In October 2009, WODS changed its station branding from "Oldies 103.3" to "103.3 WODS". At that point, WODS began focusing on hits from 1970 to 1989, with only a few 1960s songs per hour. The station also played an occasional 1990s song as well. However, this adjustment did more to hurt than help in the ratings.

Over the years, WODS produced numerous free summer concerts starting at the steps of Boston City Hall Plaza in 1988 before moving to the larger Hatch Memorial Shell in May 1996. Acts who have performed as part of the concert series include Chubby Checker (August 11, 1990), Paul Revere & the Raiders (August 4, 1990), The Monkees, Peter Cetera, Bobby Vee (July 7, 1990), Gary Puckett & The Union Gap (July 14, 1990), The Cadillacs & The Chiffons (both July 21, 1990), The Jive Five & The Del-Vikings (both July 28, 1990), and dozens more.

The final concert lineup during the summer of 2012 included Jefferson Starship, Burton Cummings (of The Guess Who) and Rick Springfield.

===Notable WODS on-air personalities===
- Frank Kingston Smith
- Barry Scott of The Lost 45s

===Second Top 40 era===
On June 27, 2012, CBS announced that the station would flip back to Top 40 as "103.3 AMP Radio" the following day at Noon. Within hours of the announcement, the air staff was laid off and the station began to run jockless, with recorded liners thanking loyal listeners of WODS and advising them that "Boston's Greatest Hits" would move to its HD2 subchannel. One of the now-unemployed DJs, Paula Street (who had been with WODS since February 1988), confirmed on the Radio-Info Boston message board that a goodbye show for the format would happen before the flip at Noon.

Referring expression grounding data
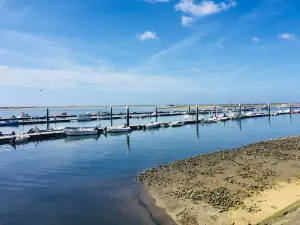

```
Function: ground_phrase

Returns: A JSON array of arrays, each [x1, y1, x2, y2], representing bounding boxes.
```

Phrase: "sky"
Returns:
[[0, 0, 300, 106]]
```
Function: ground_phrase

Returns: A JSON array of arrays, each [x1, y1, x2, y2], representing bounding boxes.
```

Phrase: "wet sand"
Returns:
[[137, 136, 300, 225]]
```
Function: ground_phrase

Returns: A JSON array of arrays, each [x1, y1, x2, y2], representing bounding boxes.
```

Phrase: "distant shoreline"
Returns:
[[137, 136, 300, 225]]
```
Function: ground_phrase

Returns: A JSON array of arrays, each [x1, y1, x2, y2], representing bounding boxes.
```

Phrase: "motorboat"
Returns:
[[65, 127, 98, 136], [245, 112, 256, 117], [14, 134, 30, 143], [106, 126, 131, 133], [0, 120, 19, 127], [202, 116, 218, 123], [17, 112, 31, 119], [53, 112, 68, 117], [139, 114, 148, 119], [183, 115, 195, 121], [75, 113, 92, 121], [169, 121, 184, 127], [151, 112, 158, 116], [146, 122, 160, 129]]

# [Things to do]
A – From the WODS text, reproduce the part that opens with the words containing "The final concert" and closes with "flip at Noon.".
B – In the WODS text, where did the station's free summer concerts move in May 1996?
C – Can you sum up the WODS text in two sentences?

# [Responses to the exercise]
A –
The final concert lineup during the summer of 2012 included Jefferson Starship, Burton Cummings (of The Guess Who) and Rick Springfield.

===Notable WODS on-air personalities===
- Frank Kingston Smith
- Barry Scott of The Lost 45s

===Second Top 40 era===
On June 27, 2012, CBS announced that the station would flip back to Top 40 as "103.3 AMP Radio" the following day at Noon. Within hours of the announcement, the air staff was laid off and the station began to run jockless, with recorded liners thanking loyal listeners of WODS and advising them that "Boston's Greatest Hits" would move to its HD2 subchannel. One of the now-unemployed DJs, Paula Street (who had been with WODS since February 1988), confirmed on the Radio-Info Boston message board that a goodbye show for the format would happen before the flip at Noon.

B – The Hatch Memorial Shell.

C – In October 2009, WODS rebranded from "Oldies 103.3" to "103.3 WODS" and shifted toward hits from 1970 to 1989, a change that hurt its ratings, while over the years it also produced free summer concerts that began at Boston City Hall Plaza in 1988. On June 27, 2012, CBS announced the station would flip back to Top 40 as "103.3 AMP Radio" the next day, laying off the air staff and moving "Boston's Greatest Hits" to its HD2 subchannel.